• _Задания_
A - Почему, согласно тексту о событиях в Рехнице, венский Интерпол попросил власти Лугано об аресте? Ответьте одним–тремя предложениями.
B - Продолжите текст о событиях в Рехнице с того места, где он заканчивается.

• _Исходный текст_

***

Венский Интерпол информировал власти Лугано телеграммой от 28 августа 1948 года: «Существует опасность, что оба они направятся в Южную Америку. Просим об их аресте». Ордера на арест были выписаны 30 августа 1948 года, однако безрезультатно.

В заключительном слове государственный прокурор Австрии доктор Майер-Мали, который должен был расследовать это кровавое преступление, сказал: «Подлинные убийцы еще не найдены».

В конце августа я поехал в Рехниц во второй раз; виноградные грозди уже созрели, деревья – в расцвете лета. Я посетил Аннемарию Фитцтум, ей было 89 лет, и, по-видимому, она была последней живой участницей празднества Маргит.

«Я принарядилась, – вспоминала она, – мы сидели за круглым столиком в небольшом зале на нижнем этаже, и графская чета вместе с нами. Графиня Маргит выглядела как принцесса, такое на ней было красивое платье».

То и дело входили и выходили мужчины в форме, но она не могла вспомнить, как их звали. «Было ужасно шумно, – так она заявила и в 1947 году прокурору во время допроса. – Все пили вино, танцевали, я ничего не знала, я простая девушка, всего лишь телефонистка». Около полуночи солдат проводил ее домой, до этого графиня замок не покидала. О евреях, сказала фрау Фитцтум, пока мы ели приготовленный ею штройзелькухен[8], она узнала только впоследствии. Это ужасно.

Потом я посетил Клауса Гмайнера, лесника тети Маргит. Он последним видел ее живой. Маргит владела тысячью гектаров земли в Рехнице и каждый год приезжала туда охотиться. «Она отлично стреляла, у нее был опыт охоты в Африке. Она ужасно радовалась, когда убивала барана-муфлона или косулю, никогда не видел ее более счастливой». У нас с ней ни разу не заходил разговор о годах нацизма, сказал Гмайнер, который, как и многие здесь, восхищался Маргит. К этому преступлению она безусловно не имела никакого отношения.

***

• _Предоставленные материалы_
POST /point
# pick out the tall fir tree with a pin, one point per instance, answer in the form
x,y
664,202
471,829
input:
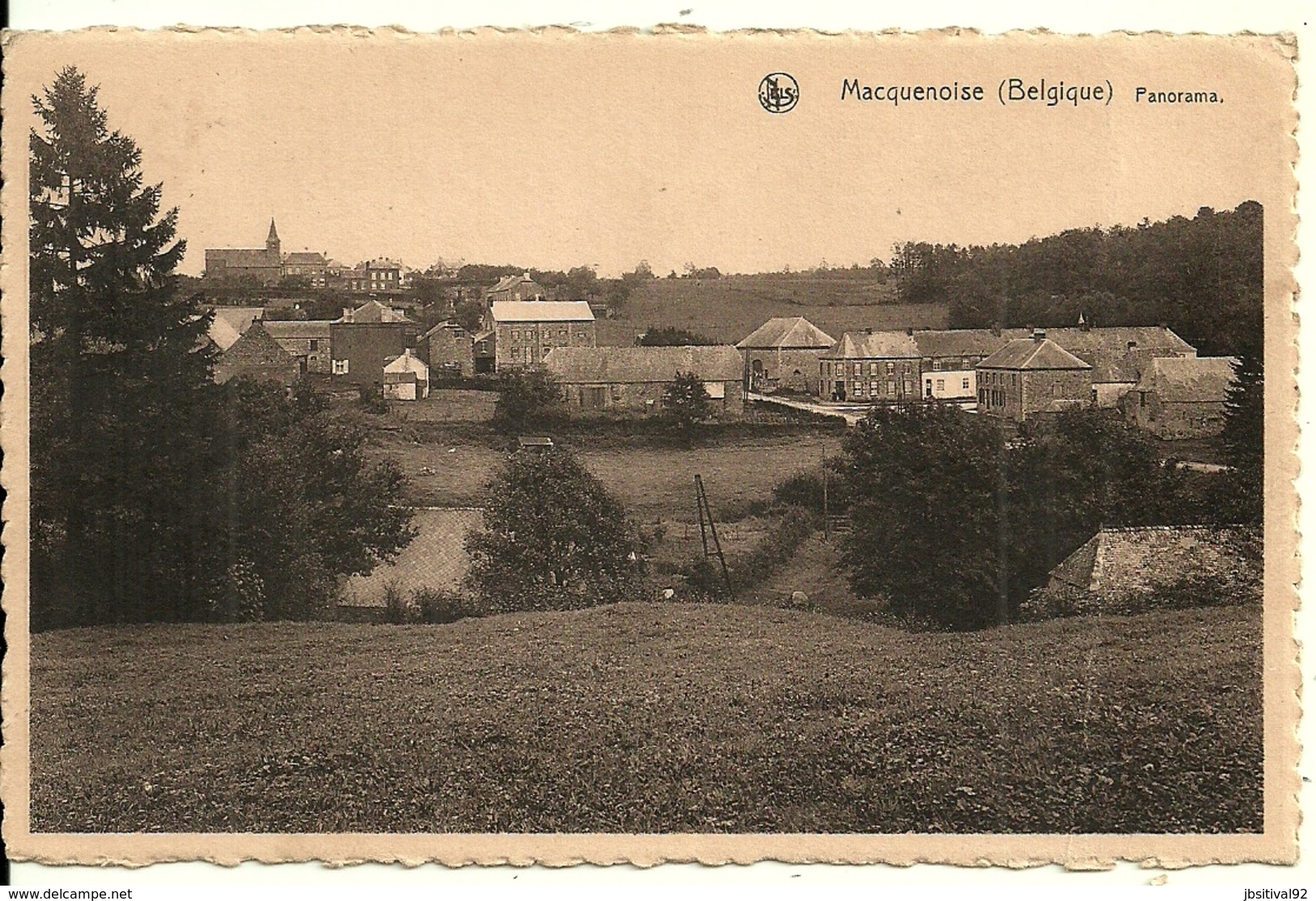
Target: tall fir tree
x,y
120,379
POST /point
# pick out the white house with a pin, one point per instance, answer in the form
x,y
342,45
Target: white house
x,y
407,378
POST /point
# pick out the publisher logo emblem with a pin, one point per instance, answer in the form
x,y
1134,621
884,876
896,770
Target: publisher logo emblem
x,y
778,92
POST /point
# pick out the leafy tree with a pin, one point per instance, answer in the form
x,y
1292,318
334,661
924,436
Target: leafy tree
x,y
684,402
670,336
120,379
553,538
1244,437
305,504
526,399
926,494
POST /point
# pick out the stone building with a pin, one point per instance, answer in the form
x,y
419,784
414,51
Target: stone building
x,y
1029,376
633,379
878,368
1182,397
1132,570
783,354
526,330
449,349
305,340
265,265
257,355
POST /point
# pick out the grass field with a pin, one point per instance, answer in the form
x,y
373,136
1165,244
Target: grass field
x,y
730,308
653,482
645,717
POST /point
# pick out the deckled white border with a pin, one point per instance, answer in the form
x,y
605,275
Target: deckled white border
x,y
824,16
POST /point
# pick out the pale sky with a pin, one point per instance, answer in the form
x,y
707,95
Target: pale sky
x,y
562,151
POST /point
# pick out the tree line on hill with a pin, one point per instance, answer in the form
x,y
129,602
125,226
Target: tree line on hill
x,y
1200,277
158,495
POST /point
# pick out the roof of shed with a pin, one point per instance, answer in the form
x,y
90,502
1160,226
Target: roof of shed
x,y
644,364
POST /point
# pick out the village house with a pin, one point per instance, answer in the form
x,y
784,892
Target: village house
x,y
524,332
633,379
1029,376
265,265
1132,570
407,378
305,340
368,338
1119,354
449,349
515,287
783,354
878,368
307,265
1182,397
257,355
229,322
951,357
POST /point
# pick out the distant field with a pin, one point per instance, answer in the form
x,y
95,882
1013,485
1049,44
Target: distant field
x,y
652,482
730,308
650,718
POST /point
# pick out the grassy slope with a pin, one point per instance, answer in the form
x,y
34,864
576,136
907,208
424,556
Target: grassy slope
x,y
652,718
652,480
730,308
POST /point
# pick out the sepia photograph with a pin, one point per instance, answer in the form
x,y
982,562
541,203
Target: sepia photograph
x,y
638,446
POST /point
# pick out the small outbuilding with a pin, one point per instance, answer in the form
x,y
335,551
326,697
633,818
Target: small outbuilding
x,y
1131,570
407,378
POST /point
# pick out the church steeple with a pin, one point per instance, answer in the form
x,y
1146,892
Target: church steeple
x,y
271,242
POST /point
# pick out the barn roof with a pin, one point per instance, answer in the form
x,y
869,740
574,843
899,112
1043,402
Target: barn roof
x,y
1033,354
1186,380
541,311
787,332
288,329
644,364
229,324
874,345
1136,560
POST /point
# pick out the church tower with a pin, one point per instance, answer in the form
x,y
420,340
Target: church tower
x,y
271,244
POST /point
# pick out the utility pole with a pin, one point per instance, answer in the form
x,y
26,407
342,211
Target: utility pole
x,y
707,515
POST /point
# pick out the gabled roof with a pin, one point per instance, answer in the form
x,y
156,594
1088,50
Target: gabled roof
x,y
1118,340
254,351
939,343
874,345
644,364
541,311
229,324
290,329
445,324
787,332
374,312
1186,380
305,258
1033,354
406,362
1136,560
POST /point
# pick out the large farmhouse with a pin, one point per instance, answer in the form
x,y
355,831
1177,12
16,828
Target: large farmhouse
x,y
783,354
633,379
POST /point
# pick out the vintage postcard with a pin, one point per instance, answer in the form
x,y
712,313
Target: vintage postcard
x,y
669,446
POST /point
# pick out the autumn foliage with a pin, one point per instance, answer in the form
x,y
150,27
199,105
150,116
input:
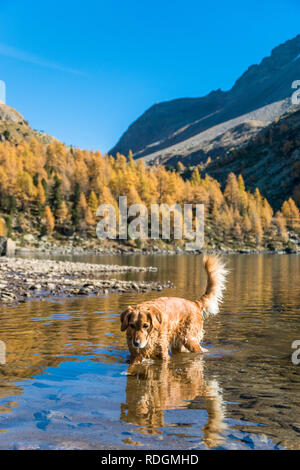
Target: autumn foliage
x,y
61,187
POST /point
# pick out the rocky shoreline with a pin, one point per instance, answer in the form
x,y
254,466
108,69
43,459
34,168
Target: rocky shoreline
x,y
28,279
56,250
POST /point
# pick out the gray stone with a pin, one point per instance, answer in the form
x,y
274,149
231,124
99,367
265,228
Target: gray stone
x,y
7,247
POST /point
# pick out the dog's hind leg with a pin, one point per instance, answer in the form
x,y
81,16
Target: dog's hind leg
x,y
193,346
191,340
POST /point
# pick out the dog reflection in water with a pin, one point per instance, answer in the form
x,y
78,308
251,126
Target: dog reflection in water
x,y
153,388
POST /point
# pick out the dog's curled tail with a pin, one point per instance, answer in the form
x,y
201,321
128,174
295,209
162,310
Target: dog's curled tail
x,y
216,279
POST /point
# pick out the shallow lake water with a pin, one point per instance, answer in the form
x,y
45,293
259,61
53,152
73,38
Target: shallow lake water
x,y
66,383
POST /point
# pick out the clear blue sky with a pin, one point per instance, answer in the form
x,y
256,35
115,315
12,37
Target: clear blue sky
x,y
84,70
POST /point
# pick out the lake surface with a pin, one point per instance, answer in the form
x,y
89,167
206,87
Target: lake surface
x,y
66,383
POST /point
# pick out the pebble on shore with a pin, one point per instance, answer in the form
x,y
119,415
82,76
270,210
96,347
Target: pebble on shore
x,y
23,279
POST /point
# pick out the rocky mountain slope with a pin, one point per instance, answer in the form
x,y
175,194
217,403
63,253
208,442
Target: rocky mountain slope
x,y
178,128
15,128
269,161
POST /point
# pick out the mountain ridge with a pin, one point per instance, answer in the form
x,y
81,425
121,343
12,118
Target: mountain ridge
x,y
170,122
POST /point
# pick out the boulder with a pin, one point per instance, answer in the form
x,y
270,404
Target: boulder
x,y
7,247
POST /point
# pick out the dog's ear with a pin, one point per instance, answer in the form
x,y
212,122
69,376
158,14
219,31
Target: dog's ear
x,y
155,317
125,318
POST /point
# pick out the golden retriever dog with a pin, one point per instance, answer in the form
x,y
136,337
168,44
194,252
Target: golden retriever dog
x,y
170,323
180,384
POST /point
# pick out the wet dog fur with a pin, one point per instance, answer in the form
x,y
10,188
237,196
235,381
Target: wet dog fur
x,y
170,323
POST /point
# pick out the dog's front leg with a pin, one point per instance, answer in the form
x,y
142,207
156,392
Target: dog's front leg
x,y
136,358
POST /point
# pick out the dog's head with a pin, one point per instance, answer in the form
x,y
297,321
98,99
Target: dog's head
x,y
139,323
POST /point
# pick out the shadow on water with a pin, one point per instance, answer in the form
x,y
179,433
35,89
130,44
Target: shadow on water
x,y
66,383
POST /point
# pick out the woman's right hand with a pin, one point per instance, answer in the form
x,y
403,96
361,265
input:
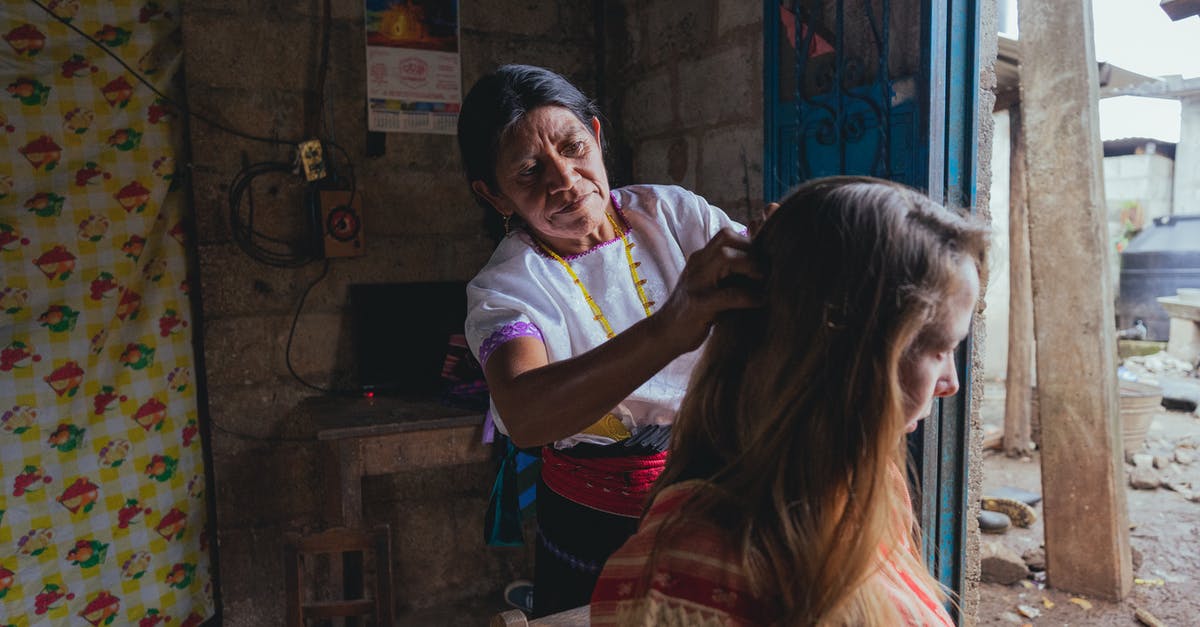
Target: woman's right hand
x,y
718,278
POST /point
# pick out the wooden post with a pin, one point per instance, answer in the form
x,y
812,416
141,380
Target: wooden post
x,y
1019,377
1083,471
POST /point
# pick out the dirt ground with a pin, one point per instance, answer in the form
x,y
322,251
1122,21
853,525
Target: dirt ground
x,y
1164,530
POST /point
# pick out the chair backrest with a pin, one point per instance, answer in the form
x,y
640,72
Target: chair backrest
x,y
573,617
340,541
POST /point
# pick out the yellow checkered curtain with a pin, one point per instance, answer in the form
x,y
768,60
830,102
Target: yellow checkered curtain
x,y
102,506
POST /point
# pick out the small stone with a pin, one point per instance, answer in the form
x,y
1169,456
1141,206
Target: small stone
x,y
1001,565
1145,478
1036,559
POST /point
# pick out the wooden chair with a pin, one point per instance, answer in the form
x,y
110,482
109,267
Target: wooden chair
x,y
340,541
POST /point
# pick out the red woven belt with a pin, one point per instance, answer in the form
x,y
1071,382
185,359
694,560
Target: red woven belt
x,y
617,485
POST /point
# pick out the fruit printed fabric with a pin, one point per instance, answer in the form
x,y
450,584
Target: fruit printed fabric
x,y
102,490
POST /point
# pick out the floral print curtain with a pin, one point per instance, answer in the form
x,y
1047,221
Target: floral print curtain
x,y
102,506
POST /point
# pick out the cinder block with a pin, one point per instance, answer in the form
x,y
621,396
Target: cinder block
x,y
649,105
669,161
736,13
251,51
534,18
671,30
235,285
721,87
724,174
251,485
238,351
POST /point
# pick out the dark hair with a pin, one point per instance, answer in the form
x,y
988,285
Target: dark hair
x,y
502,99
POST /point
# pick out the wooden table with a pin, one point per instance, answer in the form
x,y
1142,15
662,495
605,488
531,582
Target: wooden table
x,y
365,437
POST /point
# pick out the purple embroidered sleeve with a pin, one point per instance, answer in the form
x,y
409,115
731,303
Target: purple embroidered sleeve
x,y
504,334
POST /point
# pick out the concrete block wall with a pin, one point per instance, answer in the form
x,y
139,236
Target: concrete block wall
x,y
685,95
249,65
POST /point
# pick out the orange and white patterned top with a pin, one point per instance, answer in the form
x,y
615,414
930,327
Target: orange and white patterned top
x,y
697,579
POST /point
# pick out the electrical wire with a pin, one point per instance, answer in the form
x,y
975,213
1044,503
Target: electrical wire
x,y
259,246
287,351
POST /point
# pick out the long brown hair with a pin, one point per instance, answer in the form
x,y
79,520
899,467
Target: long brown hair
x,y
795,416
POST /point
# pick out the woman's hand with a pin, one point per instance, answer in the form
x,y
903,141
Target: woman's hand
x,y
718,278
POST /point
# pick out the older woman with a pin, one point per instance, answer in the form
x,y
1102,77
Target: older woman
x,y
784,501
587,316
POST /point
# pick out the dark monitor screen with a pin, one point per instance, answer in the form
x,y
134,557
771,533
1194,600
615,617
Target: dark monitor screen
x,y
401,333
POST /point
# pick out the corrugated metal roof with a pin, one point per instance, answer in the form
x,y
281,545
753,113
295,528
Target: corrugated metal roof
x,y
1113,79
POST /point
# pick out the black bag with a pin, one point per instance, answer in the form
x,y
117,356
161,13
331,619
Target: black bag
x,y
513,496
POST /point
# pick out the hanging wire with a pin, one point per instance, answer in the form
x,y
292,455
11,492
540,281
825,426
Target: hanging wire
x,y
262,248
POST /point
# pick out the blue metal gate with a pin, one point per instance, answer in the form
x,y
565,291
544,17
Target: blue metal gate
x,y
834,111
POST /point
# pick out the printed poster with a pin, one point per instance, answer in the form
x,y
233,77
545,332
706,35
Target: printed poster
x,y
414,75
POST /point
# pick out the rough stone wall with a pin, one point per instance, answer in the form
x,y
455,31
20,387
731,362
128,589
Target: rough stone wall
x,y
685,96
987,101
249,65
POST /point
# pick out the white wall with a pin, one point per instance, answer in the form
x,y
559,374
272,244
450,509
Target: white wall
x,y
996,299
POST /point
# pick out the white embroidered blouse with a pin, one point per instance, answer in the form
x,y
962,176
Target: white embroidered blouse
x,y
523,292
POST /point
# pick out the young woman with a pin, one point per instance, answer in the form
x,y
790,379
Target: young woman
x,y
784,501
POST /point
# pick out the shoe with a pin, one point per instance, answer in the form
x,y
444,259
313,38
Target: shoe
x,y
1017,494
993,521
1019,513
520,595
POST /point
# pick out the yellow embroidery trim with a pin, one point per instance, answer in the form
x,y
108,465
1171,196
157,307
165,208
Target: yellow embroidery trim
x,y
598,314
609,427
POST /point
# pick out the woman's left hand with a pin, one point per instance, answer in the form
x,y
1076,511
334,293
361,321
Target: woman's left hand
x,y
718,278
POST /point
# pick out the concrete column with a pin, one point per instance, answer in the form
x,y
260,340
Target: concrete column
x,y
1083,478
1187,157
1019,375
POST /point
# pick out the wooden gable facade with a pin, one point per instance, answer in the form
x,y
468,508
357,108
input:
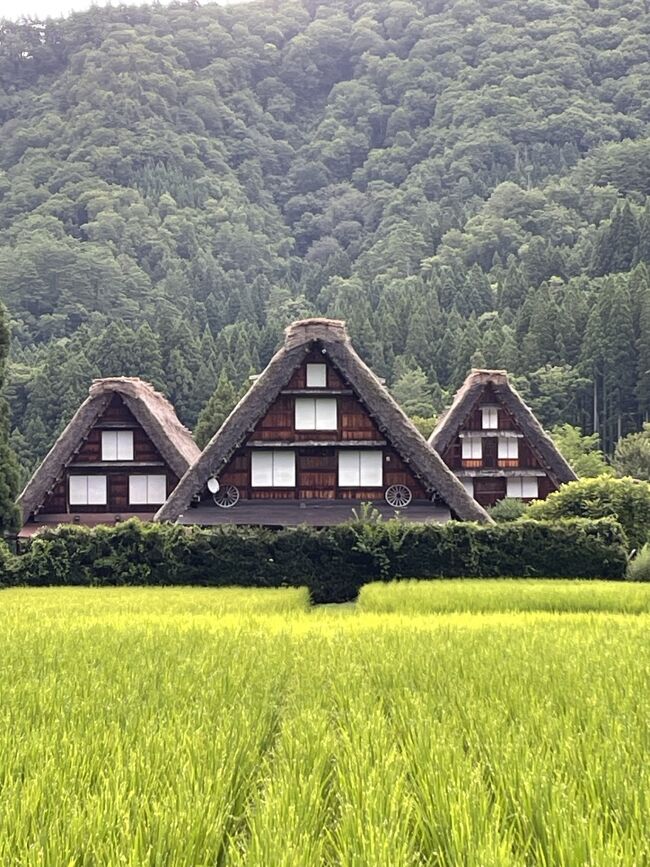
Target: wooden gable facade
x,y
106,466
115,478
316,434
495,446
319,460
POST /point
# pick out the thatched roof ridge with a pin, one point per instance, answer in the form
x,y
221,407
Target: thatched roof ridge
x,y
151,409
299,338
465,401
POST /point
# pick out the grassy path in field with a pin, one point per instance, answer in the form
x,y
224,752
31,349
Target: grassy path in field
x,y
197,727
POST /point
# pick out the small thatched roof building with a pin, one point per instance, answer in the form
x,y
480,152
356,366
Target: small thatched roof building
x,y
163,444
537,456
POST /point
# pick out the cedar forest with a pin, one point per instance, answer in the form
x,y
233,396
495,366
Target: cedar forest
x,y
466,182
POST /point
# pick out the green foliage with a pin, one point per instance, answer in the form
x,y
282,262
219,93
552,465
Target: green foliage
x,y
625,500
8,565
216,410
334,562
639,566
632,455
508,509
582,451
425,425
179,182
9,472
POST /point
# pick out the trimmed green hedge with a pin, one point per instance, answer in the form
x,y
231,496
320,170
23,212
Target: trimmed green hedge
x,y
625,500
334,562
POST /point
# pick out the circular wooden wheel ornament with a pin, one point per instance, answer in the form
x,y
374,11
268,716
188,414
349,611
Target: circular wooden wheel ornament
x,y
398,496
226,497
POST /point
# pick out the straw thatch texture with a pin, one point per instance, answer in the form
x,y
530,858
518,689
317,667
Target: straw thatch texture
x,y
334,339
466,400
151,409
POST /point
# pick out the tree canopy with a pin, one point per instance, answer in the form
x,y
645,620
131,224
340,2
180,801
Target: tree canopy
x,y
466,182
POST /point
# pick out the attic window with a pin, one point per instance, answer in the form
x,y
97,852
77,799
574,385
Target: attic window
x,y
490,417
524,488
316,413
316,376
87,490
361,469
147,490
117,445
273,468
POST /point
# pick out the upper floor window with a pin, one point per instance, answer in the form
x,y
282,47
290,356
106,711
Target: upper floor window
x,y
490,416
273,468
147,490
117,445
316,376
87,490
472,448
523,487
361,469
508,448
316,413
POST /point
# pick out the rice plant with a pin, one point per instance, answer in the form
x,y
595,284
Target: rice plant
x,y
196,727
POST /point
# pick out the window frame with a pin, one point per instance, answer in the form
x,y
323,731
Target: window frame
x,y
320,369
314,425
88,501
508,444
521,495
489,412
256,454
351,454
118,435
471,442
147,477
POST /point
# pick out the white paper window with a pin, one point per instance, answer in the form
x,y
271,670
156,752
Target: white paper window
x,y
468,484
87,490
147,490
316,413
472,448
117,445
273,468
508,448
490,417
524,488
361,469
316,375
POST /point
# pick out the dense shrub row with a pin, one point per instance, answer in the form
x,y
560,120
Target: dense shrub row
x,y
333,562
625,500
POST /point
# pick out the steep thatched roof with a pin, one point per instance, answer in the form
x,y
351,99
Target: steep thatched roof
x,y
332,335
465,402
151,409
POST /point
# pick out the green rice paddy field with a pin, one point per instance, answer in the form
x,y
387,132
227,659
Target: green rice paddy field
x,y
448,723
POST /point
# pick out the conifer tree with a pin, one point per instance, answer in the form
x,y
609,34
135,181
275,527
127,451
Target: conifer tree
x,y
215,411
8,463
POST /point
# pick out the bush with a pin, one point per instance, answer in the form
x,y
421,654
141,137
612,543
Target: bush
x,y
626,500
333,563
508,509
639,567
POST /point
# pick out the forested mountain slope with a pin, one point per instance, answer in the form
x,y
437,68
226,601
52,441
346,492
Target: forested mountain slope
x,y
465,181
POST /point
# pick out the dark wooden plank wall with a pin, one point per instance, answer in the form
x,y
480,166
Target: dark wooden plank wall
x,y
316,477
527,456
354,421
117,415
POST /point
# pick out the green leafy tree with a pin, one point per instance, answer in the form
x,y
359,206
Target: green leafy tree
x,y
216,410
582,451
9,473
632,455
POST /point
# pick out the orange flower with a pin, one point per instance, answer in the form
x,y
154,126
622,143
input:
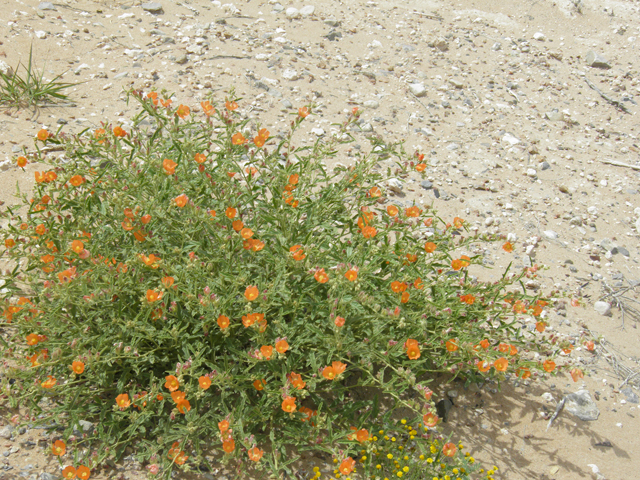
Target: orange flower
x,y
266,351
69,472
205,382
347,465
169,166
282,346
255,454
413,211
237,225
328,373
83,472
77,246
374,192
321,276
501,364
154,296
230,212
369,232
351,275
468,299
49,382
238,139
430,419
77,367
76,180
576,374
171,383
223,322
296,380
223,426
449,449
123,401
297,253
207,108
183,111
181,200
549,365
483,366
452,345
119,132
58,448
183,406
251,293
289,404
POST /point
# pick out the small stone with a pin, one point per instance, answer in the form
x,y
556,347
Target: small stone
x,y
290,74
418,89
596,60
581,405
632,397
307,10
152,7
46,6
603,308
292,13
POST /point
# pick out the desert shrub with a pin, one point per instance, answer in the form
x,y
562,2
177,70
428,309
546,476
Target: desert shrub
x,y
200,291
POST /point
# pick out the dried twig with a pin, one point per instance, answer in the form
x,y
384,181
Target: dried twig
x,y
612,101
620,164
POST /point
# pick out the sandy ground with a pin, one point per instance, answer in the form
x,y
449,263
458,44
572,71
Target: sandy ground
x,y
519,131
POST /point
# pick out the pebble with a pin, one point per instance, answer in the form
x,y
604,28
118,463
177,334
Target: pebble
x,y
581,405
418,89
292,13
307,10
596,60
46,6
603,308
152,7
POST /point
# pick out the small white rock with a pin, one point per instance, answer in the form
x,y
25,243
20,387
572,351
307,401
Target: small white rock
x,y
292,13
603,308
418,89
307,10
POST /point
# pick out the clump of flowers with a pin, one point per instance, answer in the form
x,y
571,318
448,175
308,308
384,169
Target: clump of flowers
x,y
197,278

***

• _Ответы по заданиям_
A - Венский Интерпол сообщил властям Лугано, что существует опасность, что оба они направятся в Южную Америку. Поэтому в телеграмме от 28 августа 1948 года он просил об их аресте.

B -
«Мы были на охоте, – рассказывал он о вечере накануне ее смерти, – и метким выстрелом она подстрелила муфлона». Двадцать, может, тридцать шагов муфлон сделал, шатаясь, по направлению к ней, пока не рухнул, он это точно помнит. Еще он помнит, как она в тот вечер жаловалась, что так много людей просят у нее денег. «Это были ее последние слова». На следующее утро она не появилась к завтраку.

«Ну и что там, в Рехнице? Что-нибудь разузнал?» – спросил меня по телефону отец. Его голос звучал устало; за несколько недель до этого перед дверью его загородного домика на озере Балатон появилась приблудившаяся дворняжка, которая не захотела никуда уходить.

«А как поживает твой песик?»

«С ним нелегко».

«Но ты ведь любишь его, правда?»

«Расскажи лучше о Рехнице».



«Люди в деревне называли меня господин граф, некоторые женщины даже делали книксен».

«Отвратительно! Это кривляние…»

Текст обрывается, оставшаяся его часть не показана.